* EXTRAIT SOURCE
_ _ _ _ _
AZTAG: Interview du Professeur Raymond =?UNKNOWN?Q?K=E9vorkian?=

“Aztag” Daily Newspaper
P.O. Box 80860, Bourj Hammoud,
Beirut, Lebanon
Fax: +961 1 258529
Phone: +961 1 260115, +961 1 241274
Email: [email protected]

La Turquie poursuit jusqu’à ce jour la politique négationniste des
Ittihadistes
Interview du Professeur Raymond Kévorkian.

Interview menée par Khatchig Mouradian
Traduit de l’arménien par Louise Kiffer

Plusieurs historiens connus se sont entretenus dans l’émission “Face à face”
sur les différents aspects du génocide arménien.. Parmi eux: Taner Akçam,
Norman Naimark, Rudolph Ramel, et Margaret Anderson. Dans la liste de nos
invités, il manquait un historien qui a planté son drapeau sur le sujet de
l’historiographie du Génocide arménien. Il s’agit du professeur Raymond H.
Kévorkian, docteur d’Etat en histoire contemporaine, directeur de recherche
à l’Université de la Sorbonne Nouvelle Paris III, et Conservateur en Chef de
la Bibliothèque Nubar à Paris, d’où l’interview ci-dessous vient combler
cette lacune.
Cette interview réalisée par téléphone, dans les limites de nos
possibilités, a duré environ une heure et demie et a porté sur les
événements historiques du Génocide arménien, la politique négationniste
turque, les perspectives de l’historiographie du génocide, les questions
d’archives sous le projecteur, ainsi que sur “La Revue d’Histoire Arménienne
Contemporaine” éditée par l’Union Générale Arménienne de Bienfaisance, sous
la direction de Raymond H. Kévorkian.
Au cours de l’interview, ont été évoqués une série d’éclaircissements
récents concernant l’historiographie du Génocide arménien.
Raymond.Kévorkian, en éditant et publiant une série de livres en français,
sur l’histoire et la culture des Arméniens, ainsi que ceux dédiés au
Génocide arménien, s’est illustré comme l’un de nos grands historiens
contemporains. Dernièrement, ont paru, sous la plume de Vahé Tachdjian et
Michel Paboudjian, les Mémoires du Mutassarif Hovhannès Pacha Kouyoumdjian
intitulés : “Le Liban à la veille et au début de la Grande Guerre. Mémoires
d’un gouverneur, 1913-1915”.
________________________________________

Aztag : Dans quel état se trouve aujourd’hui l’historiographie de la
Catastrophe ?
Raymond Kévorkian : Désormais, l’étude du Génocide arménien ne se limite pas
au cercle étroit des historiens et se trouve en cours de développement
constant. Des historiens étrangers, qui étudient les actes de barbarie ayant
eu lieu au cours des guerres, apportent un souffle nouveau à
l’historiographie du Génocide arménien, et cela naturellement est salutaire,
car nous avons aussi spécialement besoin des points de vue d’observateurs
extérieurs de la question.
Remarquons qu’en ce qui concerne l’existence du crime de génocide, les
opinions contradictoires ne sont pas valables auprès de ceux qui étudient
réellement l’histoire. La contradiction a été vaincue, et nous sommes
arrivés dans une rade où il est possible, en tant qu’historien, de se mettre
au travail d’un coeur tranquille.
_ _ _ _ _
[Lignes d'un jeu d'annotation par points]
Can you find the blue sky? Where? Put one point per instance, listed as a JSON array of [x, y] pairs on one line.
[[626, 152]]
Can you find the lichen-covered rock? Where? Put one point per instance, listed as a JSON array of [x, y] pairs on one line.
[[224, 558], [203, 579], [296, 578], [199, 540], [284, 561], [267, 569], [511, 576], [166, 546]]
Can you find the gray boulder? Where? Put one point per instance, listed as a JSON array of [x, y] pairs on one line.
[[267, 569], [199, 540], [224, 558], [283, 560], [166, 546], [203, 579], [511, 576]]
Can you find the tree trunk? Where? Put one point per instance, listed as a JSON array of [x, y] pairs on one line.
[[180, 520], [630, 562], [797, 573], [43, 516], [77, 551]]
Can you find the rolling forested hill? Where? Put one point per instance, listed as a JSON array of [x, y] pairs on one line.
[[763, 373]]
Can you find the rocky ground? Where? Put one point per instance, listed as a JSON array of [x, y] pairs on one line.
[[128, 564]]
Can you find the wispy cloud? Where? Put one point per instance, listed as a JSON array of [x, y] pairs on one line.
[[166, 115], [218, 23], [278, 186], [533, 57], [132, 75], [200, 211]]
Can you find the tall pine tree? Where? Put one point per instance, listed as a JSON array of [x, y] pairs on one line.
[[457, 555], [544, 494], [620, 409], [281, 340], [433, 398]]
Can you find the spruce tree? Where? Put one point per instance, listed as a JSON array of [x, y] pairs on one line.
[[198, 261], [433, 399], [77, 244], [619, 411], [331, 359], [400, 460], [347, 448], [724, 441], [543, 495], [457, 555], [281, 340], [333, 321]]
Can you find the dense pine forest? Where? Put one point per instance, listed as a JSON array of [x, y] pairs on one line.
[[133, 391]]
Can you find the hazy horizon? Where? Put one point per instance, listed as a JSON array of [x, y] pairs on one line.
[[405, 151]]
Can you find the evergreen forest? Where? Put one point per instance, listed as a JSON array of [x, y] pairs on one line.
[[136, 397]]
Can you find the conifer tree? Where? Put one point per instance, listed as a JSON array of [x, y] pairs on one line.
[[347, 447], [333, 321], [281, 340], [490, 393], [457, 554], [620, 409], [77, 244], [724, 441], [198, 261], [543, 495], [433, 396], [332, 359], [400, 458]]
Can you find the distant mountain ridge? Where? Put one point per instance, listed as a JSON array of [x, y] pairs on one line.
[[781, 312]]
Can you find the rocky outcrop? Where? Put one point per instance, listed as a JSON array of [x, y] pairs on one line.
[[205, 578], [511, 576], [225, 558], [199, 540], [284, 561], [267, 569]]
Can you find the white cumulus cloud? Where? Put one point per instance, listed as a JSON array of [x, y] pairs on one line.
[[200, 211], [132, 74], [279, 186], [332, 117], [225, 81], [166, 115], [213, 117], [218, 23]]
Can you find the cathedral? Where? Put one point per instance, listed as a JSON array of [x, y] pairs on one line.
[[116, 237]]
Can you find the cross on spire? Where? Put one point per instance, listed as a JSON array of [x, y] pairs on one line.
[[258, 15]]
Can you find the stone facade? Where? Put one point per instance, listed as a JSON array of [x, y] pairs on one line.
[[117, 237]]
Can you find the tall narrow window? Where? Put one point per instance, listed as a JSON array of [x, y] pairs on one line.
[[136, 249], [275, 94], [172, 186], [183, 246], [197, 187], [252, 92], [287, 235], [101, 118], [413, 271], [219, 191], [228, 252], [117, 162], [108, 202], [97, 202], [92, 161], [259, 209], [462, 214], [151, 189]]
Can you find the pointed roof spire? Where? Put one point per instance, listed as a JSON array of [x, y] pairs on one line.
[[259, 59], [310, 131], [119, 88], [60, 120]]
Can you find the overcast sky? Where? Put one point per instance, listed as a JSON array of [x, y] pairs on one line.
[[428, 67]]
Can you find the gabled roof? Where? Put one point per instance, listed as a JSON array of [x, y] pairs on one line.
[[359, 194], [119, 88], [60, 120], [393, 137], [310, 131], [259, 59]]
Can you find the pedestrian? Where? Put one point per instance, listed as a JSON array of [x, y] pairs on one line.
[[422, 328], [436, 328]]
_ _ _ _ _
* LISTE DES TÂCHES
[A] Transcrivez le passage de l'entretien qui commence par « Kévorkian, docteur d’Etat » et va jusqu'à « Raymond H. Kévorkian. ».
[B] Dans l'entretien, quels historiens sont cités comme s'étant déjà exprimés dans l'émission « Face à face » ?
[C] D'après l'entretien, combien de temps a duré l'interview téléphonique ?

* LES RÉSULTATS
[A]
Kévorkian, docteur d’Etat en histoire contemporaine, directeur de recherche
à l’Université de la Sorbonne Nouvelle Paris III, et Conservateur en Chef de
la Bibliothèque Nubar à Paris, d’où l’interview ci-dessous vient combler
cette lacune.
Cette interview réalisée par téléphone, dans les limites de nos
possibilités, a duré environ une heure et demie et a porté sur les
événements historiques du Génocide arménien, la politique négationniste
turque, les perspectives de l’historiographie du génocide, les questions
d’archives sous le projecteur, ainsi que sur “La Revue d’Histoire Arménienne
Contemporaine” éditée par l’Union Générale Arménienne de Bienfaisance, sous
la direction de Raymond H. Kévorkian.

[B] Taner Akçam, Norman Naimark, Rudolph Ramel, Margaret Anderson

[C] Environ une heure et demie.